- _TASKS_:
(1) Decide whether each statement below agrees with the text on parks during the pandemic. Answer yes or no for each, and quote the words from the text that decide it.
(a) Parks served as places for vaccines and COVID education.
(b) The text describes what parks did over the last five years.
(c) Parks worked only within their own agencies.
(2) Using the text on parks during the pandemic, answer each question on its own line.
(a) What three things does the text say parks have become stages for?
(b) What was canceled during COVID-19?
(c) How many inspiring stories does the text say there are?
(3) Reproduce part of the text on parks during the pandemic word for word. Begin at the words "Over the last two years, parks", and stop after "and their residents.".

- _SUPPLIED TEXT_:
= = =

How Parks Stepped Up

To Provide Essential Services in the Pandemic

Over the last two years, parks have become stages for collective joy, anxiety relief, and physical distancing. They have always afforded us places for physical exercise, mental well-being, and opportunities for neighborhood building, but over the last two years they have also been so much more - a critical lifeline for communities and their residents.

Many people don’t truly understand the depth of this lifeline. To a lot of us, parks are a physical location. To someone in the parks and recreation industry, parks are a passionate commitment to serve the public, in the actual greenspace of the park, and in many other areas, too. During COVID-19, with many recreational activities, schools, and sports canceled, parks stepped up and went above and beyond to reimagine their role and prove their position as an essential service. They became distributors of food, leaders of virtual activities, safe spaces for kids to learn and play. They created cross-agency partnerships with other groups in the community to leverage resources for the greater good. They ensured our most vulnerable populations weren’t alone. They served as vaccine and COVID education centers. They were essential.

Here are just a few of the hundreds of inspiring stories on how parks served people in the pandemic.

= = =

- _DATASET CONTENT_:
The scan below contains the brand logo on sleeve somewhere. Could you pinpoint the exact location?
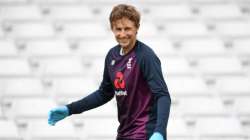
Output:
[114,72,127,96]
[127,57,133,69]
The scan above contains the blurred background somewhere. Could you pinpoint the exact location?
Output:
[0,0,250,140]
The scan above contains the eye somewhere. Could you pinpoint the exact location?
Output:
[125,27,131,31]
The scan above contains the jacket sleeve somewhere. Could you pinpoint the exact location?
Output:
[66,52,114,115]
[142,51,171,136]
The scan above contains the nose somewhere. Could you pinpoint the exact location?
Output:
[118,30,126,38]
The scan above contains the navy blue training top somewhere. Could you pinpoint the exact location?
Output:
[67,41,171,140]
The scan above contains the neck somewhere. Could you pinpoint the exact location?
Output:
[122,40,136,55]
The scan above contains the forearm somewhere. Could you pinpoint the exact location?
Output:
[66,90,113,115]
[155,94,171,136]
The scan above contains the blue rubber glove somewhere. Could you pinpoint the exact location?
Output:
[149,132,164,140]
[48,106,69,125]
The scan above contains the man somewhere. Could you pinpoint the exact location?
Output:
[48,4,171,140]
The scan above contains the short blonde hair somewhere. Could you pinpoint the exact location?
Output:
[109,4,141,29]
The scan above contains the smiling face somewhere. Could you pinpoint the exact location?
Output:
[112,17,138,54]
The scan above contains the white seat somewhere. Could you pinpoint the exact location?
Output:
[0,28,4,38]
[28,119,79,140]
[85,57,105,80]
[0,40,18,56]
[44,4,93,21]
[4,78,44,98]
[142,38,177,57]
[32,0,81,4]
[179,97,228,118]
[0,106,4,117]
[199,4,242,20]
[138,22,158,38]
[0,119,21,140]
[181,39,226,57]
[0,58,31,76]
[164,21,209,38]
[161,57,192,75]
[52,76,98,98]
[234,97,250,116]
[166,76,211,96]
[3,97,56,121]
[216,76,250,96]
[216,21,250,38]
[0,4,42,20]
[60,22,109,38]
[145,4,192,20]
[0,0,27,4]
[8,22,54,39]
[233,39,250,56]
[40,57,84,76]
[79,39,114,58]
[167,118,194,138]
[198,57,243,75]
[25,39,71,57]
[82,117,119,139]
[196,117,244,138]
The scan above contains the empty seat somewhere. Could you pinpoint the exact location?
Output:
[0,106,4,117]
[39,57,84,76]
[0,58,31,76]
[28,119,79,140]
[161,57,192,75]
[196,117,244,138]
[44,5,93,21]
[25,39,71,57]
[181,39,226,57]
[0,119,21,140]
[145,4,192,20]
[234,97,250,116]
[199,4,242,20]
[3,97,56,120]
[164,21,209,38]
[138,22,159,38]
[0,40,18,56]
[4,78,44,98]
[78,39,114,58]
[167,117,194,137]
[0,0,27,4]
[0,28,4,38]
[179,97,228,118]
[52,76,99,98]
[216,76,250,96]
[0,5,42,20]
[8,22,54,39]
[142,38,177,57]
[198,57,243,75]
[60,22,110,38]
[82,117,119,139]
[216,21,250,38]
[233,39,250,56]
[84,57,105,80]
[32,0,81,4]
[166,76,211,96]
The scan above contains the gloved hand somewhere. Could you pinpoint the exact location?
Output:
[149,132,164,140]
[48,106,69,125]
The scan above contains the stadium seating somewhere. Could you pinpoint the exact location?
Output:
[0,4,42,21]
[0,119,21,140]
[0,0,250,140]
[0,58,31,76]
[0,39,18,57]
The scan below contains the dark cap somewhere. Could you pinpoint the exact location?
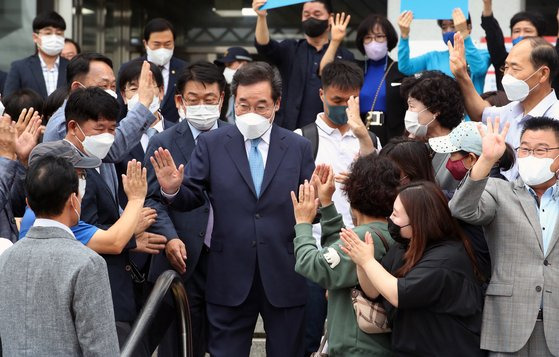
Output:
[29,140,101,169]
[214,47,252,64]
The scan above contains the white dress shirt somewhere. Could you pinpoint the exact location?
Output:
[295,113,359,247]
[39,54,60,95]
[482,90,559,181]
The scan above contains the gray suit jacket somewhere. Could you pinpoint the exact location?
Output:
[450,176,559,356]
[0,227,119,356]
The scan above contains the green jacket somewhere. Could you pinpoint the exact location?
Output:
[294,204,394,357]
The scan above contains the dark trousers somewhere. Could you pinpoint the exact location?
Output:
[305,279,328,356]
[207,264,305,357]
[153,248,208,357]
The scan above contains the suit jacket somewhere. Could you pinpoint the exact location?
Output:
[81,169,137,322]
[0,158,26,243]
[117,55,188,123]
[144,120,232,282]
[0,227,119,357]
[450,176,559,355]
[165,124,314,308]
[3,54,68,99]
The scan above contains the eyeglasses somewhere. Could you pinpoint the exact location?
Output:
[363,33,386,44]
[235,103,274,116]
[515,147,559,158]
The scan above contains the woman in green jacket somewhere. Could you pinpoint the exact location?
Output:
[292,154,400,357]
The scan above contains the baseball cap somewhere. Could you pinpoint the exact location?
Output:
[214,47,252,64]
[29,140,101,169]
[429,121,485,156]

= = =

- _SOLUTIONS TO THE PROBLEMS_:
(1)
(a) Yes: "They served as vaccine and COVID education centers."
(b) No: "Over the last two years"
(c) No: "They created cross-agency partnerships with other groups in the community to leverage resources for the greater good."

(2)
(a) Collective joy, anxiety relief, and physical distancing.
(b) Many recreational activities, schools, and sports.
(c) Hundreds.

(3)
Over the last two years, parks have become stages for collective joy, anxiety relief, and physical distancing. They have always afforded us places for physical exercise, mental well-being, and opportunities for neighborhood building, but over the last two years they have also been so much more - a critical lifeline for communities and their residents.